What is asked: An exact copy of every record is needed.

[Start of Exercise inputs]

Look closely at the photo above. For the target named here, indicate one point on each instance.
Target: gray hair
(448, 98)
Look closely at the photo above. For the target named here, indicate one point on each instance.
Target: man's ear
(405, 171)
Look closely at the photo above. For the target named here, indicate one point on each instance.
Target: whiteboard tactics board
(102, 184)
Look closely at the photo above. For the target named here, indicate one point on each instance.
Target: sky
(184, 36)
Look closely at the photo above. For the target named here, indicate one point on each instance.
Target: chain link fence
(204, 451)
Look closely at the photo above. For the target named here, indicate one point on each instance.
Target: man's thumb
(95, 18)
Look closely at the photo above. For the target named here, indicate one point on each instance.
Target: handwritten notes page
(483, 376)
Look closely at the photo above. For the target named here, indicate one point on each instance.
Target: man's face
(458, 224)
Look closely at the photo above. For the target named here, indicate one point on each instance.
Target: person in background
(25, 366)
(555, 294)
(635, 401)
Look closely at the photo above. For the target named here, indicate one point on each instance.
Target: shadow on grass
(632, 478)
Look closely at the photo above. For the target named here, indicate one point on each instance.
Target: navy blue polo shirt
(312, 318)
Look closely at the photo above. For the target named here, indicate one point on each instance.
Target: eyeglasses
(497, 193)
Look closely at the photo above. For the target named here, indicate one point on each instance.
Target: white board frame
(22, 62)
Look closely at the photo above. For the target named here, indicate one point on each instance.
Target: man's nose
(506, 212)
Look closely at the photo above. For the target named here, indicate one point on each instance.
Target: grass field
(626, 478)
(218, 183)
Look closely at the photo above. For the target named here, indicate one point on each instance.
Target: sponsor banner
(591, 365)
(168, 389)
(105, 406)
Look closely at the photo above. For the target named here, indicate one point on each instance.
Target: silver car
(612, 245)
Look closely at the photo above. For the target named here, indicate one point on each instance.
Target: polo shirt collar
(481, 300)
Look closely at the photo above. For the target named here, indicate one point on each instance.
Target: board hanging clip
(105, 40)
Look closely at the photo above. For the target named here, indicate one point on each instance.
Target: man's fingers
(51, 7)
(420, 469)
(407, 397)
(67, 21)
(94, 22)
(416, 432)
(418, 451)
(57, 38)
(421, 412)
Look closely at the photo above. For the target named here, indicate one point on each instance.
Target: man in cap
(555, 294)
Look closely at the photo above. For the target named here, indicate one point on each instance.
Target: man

[End of Exercise inputs]

Result for this exercise:
Look closely at the photo above. For the target named here, indicate one point on each instance.
Target: gray hair
(448, 98)
Look closely at the photo above. For the target named here, indicate one point on each instance.
Target: man's ear
(405, 171)
Look closely at the photo above. For the target named here, indicate one point on each instance.
Target: whiteboard tactics board
(102, 184)
Look closely at the photo above. For the target named here, indicate one point on each instance.
Target: sky
(184, 36)
Look closely at the photo above. For the target named here, indicate one point on each instance.
Target: chain link fence
(204, 451)
Look closely at the photo above. For the target named here, indicate one point on each instance.
Target: man's thumb
(95, 18)
Look closely at the photo above. For the target named here, indicate one point on each instance.
Target: handwritten notes page
(483, 376)
Look closely at the photo above. For the target named here, indicate one point on each instance.
Target: man's face
(458, 224)
Look closely at the photo above. For the target named here, indicate one point on each instance.
Target: person in background
(25, 366)
(555, 294)
(635, 401)
Look closely at the photo above. For the target named here, indicate one point on each instance.
Target: shadow on grass
(632, 478)
Look closely at the photo above. For the target named here, indicate one point on each instance.
Target: navy blue polo shirt
(312, 318)
Look closely at the photo above. For the target named here, indicate one point on each instance.
Target: eyeglasses
(497, 193)
Look closely at the photo above. For the target named here, indicate one point on each instance.
Target: white board frame
(22, 62)
Look closely at the photo above. For the target named here, indicate one point on each instance.
Target: man's nose
(506, 212)
Look closely at the photo above. For the target named here, indicate one point on each instance.
Target: grass field
(626, 478)
(218, 183)
Look closely at the photo above. For the target named here, indicate one point on each instance.
Target: sponsor banner
(591, 365)
(168, 389)
(105, 406)
Look closely at the photo above. For the target named here, indicate one point on each instance.
Target: silver car
(612, 245)
Look closely at the photo above. For the target named here, indicate one point on each instance.
Target: polo shirt collar
(481, 300)
Look closely at the photo above. For the target named here, indicate one point on each instance.
Target: board hanging clip
(105, 40)
Look closely at the photo above. For the target named here, indicate one point on each instance.
Target: man's fingers
(51, 7)
(420, 469)
(407, 397)
(67, 21)
(94, 22)
(416, 432)
(418, 451)
(57, 38)
(421, 412)
Look closely at the photo above. For the target named here, indicate one point on each instance.
Target: man in cap
(555, 294)
Look closely at the photo above. For the target named here, indicate one point on each instance.
Target: man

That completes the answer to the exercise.